**TASKS TO PERFORM**
1. Quote the stretch from "A conditional statement" through "blocks of code." from the R functions lecture.
2. Decide whether each statement agrees with the R functions lecture, answering yes or no and quoting the deciding words: (a) The first class introduced the fundamental data containers. (b) A function must accept at least one input. (c) Loops are to be addressed only after functions have been covered.
3. In the R functions lecture, what determines which computations or actions a conditional statement performs?

**SUPPLIED PASSAGE**
┌──

Lecture 2 – Functions in R

The first class served as an introduction to the R environment. The fundamental data containers c(), matrix(), data.frame(), list() were introduced and some useful functions were presented. This second class is going to cover user-defined functions. When dealing with any sort of data analysis project, it is important to be able to create simple functions that perform specific tasks. Functions are programming constructs that accept zero or more inputs and produce zero or more outputs. Before we jump into functions, we need to address the concepts of: conditional statements, loops and extraction of elements from containers via boolean operators.

Conditional Statements and Boolean Expressions

A conditional statement can be thought of as a feature of a programming language which performs different computations or actions depending on whether a programmer-specified boolean condition evaluates to true or false. We will be using conditional statements quite a bit in most of our functions in order to create logic that switches between blocks of code.

└──

Lines of data:
┌──

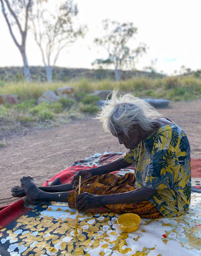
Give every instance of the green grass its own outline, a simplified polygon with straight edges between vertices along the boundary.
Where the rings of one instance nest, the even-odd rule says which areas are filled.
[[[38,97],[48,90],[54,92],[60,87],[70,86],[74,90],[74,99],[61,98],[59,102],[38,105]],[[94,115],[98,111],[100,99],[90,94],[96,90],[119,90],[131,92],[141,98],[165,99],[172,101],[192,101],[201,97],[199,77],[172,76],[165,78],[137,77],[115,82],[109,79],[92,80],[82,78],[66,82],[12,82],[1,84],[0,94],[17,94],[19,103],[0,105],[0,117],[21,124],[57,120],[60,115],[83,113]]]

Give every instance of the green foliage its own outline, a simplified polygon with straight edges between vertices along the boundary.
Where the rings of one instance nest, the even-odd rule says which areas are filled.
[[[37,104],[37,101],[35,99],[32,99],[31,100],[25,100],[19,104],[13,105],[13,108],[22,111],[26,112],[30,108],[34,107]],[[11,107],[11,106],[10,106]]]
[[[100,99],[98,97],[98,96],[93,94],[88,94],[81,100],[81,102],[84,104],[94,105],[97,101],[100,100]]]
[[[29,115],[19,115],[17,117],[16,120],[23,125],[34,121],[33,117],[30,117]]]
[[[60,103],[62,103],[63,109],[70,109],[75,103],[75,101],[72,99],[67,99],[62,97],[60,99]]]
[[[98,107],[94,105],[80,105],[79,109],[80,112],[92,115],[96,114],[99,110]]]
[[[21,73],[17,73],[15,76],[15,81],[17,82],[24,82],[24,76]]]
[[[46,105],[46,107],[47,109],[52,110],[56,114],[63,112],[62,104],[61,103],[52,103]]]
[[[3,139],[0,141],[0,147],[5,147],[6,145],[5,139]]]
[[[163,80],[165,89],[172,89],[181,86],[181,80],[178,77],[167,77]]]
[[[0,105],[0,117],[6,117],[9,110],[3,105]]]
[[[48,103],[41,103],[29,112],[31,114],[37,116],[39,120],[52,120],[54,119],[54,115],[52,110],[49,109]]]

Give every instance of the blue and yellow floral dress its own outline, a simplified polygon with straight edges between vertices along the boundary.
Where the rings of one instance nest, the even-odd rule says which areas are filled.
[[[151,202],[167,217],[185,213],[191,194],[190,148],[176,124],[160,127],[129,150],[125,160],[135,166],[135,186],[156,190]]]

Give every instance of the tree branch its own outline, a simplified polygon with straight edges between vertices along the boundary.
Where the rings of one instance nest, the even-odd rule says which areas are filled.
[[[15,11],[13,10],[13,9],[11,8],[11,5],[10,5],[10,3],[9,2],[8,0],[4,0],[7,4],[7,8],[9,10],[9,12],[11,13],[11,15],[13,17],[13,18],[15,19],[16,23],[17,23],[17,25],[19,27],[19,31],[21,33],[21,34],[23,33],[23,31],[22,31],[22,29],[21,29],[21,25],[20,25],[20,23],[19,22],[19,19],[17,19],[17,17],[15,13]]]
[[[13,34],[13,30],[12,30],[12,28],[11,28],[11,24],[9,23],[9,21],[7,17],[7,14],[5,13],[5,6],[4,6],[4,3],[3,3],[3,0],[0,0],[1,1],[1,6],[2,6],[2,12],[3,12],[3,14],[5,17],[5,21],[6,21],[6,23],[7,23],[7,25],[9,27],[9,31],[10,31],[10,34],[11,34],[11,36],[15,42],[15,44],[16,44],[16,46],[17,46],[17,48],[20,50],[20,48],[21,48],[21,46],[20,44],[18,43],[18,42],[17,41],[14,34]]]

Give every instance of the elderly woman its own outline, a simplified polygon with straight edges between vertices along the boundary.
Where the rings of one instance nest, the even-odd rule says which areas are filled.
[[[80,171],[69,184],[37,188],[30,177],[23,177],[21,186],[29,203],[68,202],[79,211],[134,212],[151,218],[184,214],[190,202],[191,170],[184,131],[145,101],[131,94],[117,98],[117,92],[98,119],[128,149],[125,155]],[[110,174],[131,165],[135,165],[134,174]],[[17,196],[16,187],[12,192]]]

└──
┌──

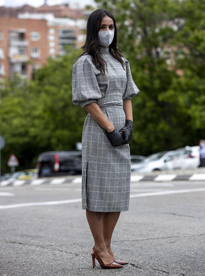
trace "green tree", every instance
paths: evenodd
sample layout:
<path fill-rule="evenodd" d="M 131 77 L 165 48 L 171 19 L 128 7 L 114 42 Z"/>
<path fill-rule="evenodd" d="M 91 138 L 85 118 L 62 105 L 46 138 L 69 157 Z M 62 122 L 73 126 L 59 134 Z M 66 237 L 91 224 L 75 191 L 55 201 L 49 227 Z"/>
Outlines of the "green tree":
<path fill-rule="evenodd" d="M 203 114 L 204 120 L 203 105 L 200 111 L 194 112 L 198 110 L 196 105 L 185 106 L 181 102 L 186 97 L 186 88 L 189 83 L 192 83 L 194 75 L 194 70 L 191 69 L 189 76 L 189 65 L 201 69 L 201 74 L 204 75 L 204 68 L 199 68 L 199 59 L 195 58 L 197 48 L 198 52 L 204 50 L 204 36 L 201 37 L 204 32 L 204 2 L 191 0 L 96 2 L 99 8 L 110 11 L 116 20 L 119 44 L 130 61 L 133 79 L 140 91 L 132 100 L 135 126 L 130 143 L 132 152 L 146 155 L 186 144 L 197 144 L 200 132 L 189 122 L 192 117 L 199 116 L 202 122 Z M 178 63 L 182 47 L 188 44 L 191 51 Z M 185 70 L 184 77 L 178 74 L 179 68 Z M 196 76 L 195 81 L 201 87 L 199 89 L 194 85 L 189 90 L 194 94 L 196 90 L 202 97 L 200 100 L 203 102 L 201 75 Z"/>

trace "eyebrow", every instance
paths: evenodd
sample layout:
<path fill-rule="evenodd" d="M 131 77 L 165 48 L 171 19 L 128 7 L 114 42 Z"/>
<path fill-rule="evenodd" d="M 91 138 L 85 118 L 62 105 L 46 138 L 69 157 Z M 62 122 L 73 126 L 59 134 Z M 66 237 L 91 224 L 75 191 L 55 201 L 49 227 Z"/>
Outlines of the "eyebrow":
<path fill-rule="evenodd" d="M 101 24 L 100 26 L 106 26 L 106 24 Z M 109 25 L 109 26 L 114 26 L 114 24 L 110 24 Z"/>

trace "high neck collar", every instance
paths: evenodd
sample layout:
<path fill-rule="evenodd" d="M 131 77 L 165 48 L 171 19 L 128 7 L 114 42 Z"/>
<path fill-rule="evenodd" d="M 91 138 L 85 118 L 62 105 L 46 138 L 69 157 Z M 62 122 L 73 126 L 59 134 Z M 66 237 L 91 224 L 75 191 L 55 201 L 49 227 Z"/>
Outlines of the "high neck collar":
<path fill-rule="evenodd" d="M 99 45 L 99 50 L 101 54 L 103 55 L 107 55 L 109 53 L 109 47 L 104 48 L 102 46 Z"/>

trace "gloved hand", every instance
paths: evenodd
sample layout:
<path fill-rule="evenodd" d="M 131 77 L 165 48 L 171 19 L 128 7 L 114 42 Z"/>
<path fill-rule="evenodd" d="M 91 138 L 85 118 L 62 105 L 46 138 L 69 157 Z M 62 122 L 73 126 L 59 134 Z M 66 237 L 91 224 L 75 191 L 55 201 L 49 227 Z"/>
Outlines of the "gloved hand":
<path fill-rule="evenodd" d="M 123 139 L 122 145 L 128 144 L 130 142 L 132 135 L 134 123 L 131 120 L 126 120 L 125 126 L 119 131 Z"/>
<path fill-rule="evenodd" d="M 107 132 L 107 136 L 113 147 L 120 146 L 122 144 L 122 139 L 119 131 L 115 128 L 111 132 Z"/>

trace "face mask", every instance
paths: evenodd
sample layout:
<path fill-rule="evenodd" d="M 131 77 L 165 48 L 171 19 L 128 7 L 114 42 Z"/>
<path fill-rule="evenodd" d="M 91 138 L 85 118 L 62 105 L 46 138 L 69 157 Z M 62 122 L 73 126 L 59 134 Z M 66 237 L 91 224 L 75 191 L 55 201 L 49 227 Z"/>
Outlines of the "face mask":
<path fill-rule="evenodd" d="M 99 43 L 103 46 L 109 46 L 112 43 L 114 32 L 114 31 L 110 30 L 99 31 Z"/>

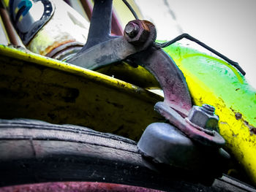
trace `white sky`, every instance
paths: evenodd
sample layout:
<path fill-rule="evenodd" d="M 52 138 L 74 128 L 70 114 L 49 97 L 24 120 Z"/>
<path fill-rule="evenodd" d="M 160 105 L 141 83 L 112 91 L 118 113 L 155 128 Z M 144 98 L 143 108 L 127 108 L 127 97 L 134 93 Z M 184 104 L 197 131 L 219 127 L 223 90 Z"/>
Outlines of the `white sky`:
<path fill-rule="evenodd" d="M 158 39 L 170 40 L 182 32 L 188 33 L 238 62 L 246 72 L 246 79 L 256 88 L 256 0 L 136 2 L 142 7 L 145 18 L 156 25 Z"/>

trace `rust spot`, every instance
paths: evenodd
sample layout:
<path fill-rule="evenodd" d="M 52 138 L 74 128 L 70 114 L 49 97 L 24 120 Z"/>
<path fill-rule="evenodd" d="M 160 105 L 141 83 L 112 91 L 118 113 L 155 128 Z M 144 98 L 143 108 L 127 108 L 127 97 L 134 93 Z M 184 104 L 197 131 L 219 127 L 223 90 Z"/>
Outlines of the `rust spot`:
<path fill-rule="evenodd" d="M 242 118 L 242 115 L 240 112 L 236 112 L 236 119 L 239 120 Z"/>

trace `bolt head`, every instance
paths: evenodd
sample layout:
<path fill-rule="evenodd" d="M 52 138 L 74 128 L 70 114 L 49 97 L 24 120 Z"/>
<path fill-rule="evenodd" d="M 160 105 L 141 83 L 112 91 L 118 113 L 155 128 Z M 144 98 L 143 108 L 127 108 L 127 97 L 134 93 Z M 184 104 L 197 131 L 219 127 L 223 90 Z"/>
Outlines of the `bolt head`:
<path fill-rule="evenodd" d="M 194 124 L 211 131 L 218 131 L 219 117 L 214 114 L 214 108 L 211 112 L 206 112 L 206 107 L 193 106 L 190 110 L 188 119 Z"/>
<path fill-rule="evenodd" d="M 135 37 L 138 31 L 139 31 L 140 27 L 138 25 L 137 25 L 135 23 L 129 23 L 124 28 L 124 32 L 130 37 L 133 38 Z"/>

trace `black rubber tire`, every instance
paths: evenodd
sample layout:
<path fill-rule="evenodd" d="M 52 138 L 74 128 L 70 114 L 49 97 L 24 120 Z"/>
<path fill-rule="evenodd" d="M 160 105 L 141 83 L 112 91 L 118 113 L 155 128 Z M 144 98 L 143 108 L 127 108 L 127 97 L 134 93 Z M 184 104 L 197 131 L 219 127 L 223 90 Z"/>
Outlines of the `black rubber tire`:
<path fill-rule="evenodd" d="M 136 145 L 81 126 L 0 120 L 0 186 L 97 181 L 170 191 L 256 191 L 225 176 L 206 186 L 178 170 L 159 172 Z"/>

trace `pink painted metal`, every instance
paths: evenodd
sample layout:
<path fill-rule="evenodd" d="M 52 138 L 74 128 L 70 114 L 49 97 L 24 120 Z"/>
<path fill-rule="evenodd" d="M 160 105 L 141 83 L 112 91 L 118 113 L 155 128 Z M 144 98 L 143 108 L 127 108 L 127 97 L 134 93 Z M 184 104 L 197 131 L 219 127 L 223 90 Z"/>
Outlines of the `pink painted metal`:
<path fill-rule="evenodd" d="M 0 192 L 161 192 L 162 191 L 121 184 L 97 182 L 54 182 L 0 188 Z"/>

└──
┌──

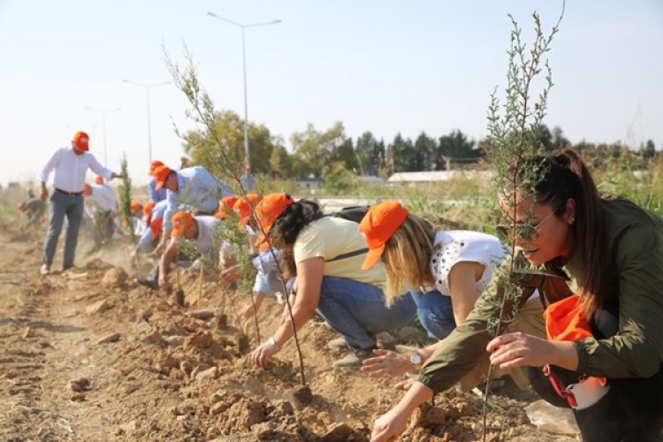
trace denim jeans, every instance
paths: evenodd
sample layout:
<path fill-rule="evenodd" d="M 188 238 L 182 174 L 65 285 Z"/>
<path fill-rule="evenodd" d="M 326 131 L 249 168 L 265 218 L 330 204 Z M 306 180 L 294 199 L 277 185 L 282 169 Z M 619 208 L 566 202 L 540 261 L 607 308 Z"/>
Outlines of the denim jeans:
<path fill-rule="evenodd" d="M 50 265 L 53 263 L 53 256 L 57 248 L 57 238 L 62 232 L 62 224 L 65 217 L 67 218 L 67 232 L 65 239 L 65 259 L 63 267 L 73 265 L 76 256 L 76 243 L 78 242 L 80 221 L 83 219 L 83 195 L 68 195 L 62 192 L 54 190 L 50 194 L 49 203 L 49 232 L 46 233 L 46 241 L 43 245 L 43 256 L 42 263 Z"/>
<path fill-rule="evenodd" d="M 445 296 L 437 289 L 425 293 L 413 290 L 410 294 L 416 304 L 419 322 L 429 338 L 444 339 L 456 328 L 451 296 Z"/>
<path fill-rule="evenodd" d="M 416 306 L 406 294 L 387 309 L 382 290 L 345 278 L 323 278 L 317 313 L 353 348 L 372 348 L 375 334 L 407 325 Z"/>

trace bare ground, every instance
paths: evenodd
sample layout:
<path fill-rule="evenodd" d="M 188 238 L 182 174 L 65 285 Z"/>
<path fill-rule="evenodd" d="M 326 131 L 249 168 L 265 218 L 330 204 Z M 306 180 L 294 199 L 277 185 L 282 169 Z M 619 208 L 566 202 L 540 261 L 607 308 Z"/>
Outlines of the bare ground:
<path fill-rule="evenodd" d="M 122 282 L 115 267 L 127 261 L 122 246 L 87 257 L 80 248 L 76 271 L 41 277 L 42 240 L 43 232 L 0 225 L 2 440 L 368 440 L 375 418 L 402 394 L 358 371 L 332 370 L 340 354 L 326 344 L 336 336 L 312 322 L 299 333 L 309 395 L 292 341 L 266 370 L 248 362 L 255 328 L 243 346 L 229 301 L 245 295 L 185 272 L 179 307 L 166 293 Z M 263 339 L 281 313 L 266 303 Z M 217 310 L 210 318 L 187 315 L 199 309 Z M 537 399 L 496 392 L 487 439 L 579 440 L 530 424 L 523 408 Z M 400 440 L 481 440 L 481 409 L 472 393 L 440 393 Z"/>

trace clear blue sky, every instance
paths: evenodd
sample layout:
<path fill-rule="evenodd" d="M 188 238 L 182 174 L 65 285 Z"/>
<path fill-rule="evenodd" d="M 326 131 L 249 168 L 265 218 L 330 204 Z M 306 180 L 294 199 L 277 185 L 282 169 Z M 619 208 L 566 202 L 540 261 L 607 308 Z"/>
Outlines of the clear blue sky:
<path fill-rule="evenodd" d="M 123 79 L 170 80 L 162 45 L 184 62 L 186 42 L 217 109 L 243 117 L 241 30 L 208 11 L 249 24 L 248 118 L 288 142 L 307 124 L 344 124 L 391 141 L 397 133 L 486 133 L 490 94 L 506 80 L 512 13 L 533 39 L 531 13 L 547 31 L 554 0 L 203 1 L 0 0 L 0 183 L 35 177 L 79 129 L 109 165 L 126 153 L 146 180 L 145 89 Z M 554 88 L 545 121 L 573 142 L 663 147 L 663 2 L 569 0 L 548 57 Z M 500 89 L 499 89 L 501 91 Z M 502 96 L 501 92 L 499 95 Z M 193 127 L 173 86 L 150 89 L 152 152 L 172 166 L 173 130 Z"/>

└──

**ANSWERS TO THE TASKS**
1.
A conditional statement can be thought of as a feature of a programming language which performs different computations or actions depending on whether a programmer-specified boolean condition evaluates to true or false. We will be using conditional statements quite a bit in most of our functions in order to create logic that switches between blocks of code.

2.
(a) Yes: "The fundamental data containers c(), matrix(), data.frame(), list() were introduced"
(b) No: "Functions are programming constructs that accept zero or more inputs and produce zero or more outputs."
(c) No: "Before we jump into functions, we need to address the concepts of: conditional statements, loops and extraction of elements from containers via boolean operators."

3. Whether a programmer-specified boolean condition evaluates to true or false.